Data extract:
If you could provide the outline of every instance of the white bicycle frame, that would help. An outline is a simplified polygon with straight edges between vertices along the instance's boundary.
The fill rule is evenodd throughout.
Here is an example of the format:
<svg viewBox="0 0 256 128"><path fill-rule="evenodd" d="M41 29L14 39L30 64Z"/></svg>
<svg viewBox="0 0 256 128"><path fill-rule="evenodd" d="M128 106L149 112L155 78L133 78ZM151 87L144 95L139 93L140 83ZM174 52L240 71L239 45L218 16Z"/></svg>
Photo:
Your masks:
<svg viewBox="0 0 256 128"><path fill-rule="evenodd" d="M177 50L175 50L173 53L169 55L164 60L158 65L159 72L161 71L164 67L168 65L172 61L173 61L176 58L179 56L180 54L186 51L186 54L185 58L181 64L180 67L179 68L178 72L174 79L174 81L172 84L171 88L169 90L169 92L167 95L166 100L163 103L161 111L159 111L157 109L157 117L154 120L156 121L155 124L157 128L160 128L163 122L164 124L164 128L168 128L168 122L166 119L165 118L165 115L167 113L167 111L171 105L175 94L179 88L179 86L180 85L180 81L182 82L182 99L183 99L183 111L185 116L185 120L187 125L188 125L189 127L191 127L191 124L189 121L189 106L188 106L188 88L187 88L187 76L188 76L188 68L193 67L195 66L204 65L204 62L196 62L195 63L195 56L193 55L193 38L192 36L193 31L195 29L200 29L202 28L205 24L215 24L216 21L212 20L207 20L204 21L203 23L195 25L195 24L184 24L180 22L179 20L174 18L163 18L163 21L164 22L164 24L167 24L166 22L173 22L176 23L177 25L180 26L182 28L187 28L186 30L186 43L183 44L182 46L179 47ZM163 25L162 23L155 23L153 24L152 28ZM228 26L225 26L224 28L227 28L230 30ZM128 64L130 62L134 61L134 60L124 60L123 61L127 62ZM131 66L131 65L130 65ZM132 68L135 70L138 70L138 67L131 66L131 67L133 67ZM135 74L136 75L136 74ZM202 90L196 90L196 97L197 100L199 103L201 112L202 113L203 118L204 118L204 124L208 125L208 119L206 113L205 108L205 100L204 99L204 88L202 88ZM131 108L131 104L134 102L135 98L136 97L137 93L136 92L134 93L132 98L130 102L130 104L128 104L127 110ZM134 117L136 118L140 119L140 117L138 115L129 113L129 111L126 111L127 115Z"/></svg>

What is required: Please copy out the whole listing above again, line for line, with every character unchanged.

Completed task:
If you could provide the outline of every instance of the white bicycle frame, that would help. An outline is a simplified polygon with straight edges between vertices along the instance's boundary.
The fill rule is evenodd throughout.
Here is an example of the format:
<svg viewBox="0 0 256 128"><path fill-rule="evenodd" d="M41 29L14 39L30 64Z"/></svg>
<svg viewBox="0 0 256 128"><path fill-rule="evenodd" d="M128 106L149 112L155 78L133 78ZM151 87L144 95L139 93L140 83ZM174 52L240 71L239 45L218 16Z"/></svg>
Photo:
Your masks:
<svg viewBox="0 0 256 128"><path fill-rule="evenodd" d="M177 50L175 50L173 53L169 55L164 60L158 65L159 72L161 71L164 67L168 65L172 61L173 61L176 58L179 56L180 54L186 51L186 54L185 58L181 64L180 67L179 68L178 72L174 79L174 81L172 84L171 88L169 90L169 92L167 95L166 100L163 103L161 111L159 111L157 109L157 117L154 120L156 121L155 124L157 128L160 128L163 122L164 124L164 128L168 128L168 122L166 119L165 118L165 115L167 113L167 111L171 105L175 94L179 88L179 86L180 85L180 81L182 82L182 99L183 99L183 111L185 116L185 120L187 125L188 125L189 127L191 127L191 124L189 121L189 106L188 106L188 88L187 88L187 76L188 76L188 68L193 67L195 66L204 65L204 62L196 62L195 63L195 56L193 55L193 38L192 36L193 31L195 29L200 29L202 28L205 24L215 24L216 21L212 20L207 20L204 21L203 23L195 25L195 24L184 24L180 22L179 20L174 18L163 18L163 21L164 22L164 24L167 24L166 22L173 22L176 23L177 25L180 26L182 28L187 28L186 30L186 43L183 44L182 46L179 47ZM163 25L162 23L155 23L153 24L152 28ZM228 26L225 26L224 28L227 28L230 30ZM128 64L130 62L134 61L134 60L124 60L123 61L127 62ZM131 66L131 65L130 65ZM132 68L135 70L138 70L138 67L131 66L131 67L133 67ZM135 74L136 75L136 74ZM202 90L196 90L196 97L197 100L199 103L201 112L202 113L203 118L204 118L204 124L208 125L208 119L206 113L205 108L205 100L204 99L204 88L202 88ZM131 108L131 104L134 102L135 98L136 97L137 93L136 92L134 93L132 98L130 102L130 104L128 104L127 110ZM134 117L136 118L140 119L140 117L138 115L129 113L129 111L126 111L127 115Z"/></svg>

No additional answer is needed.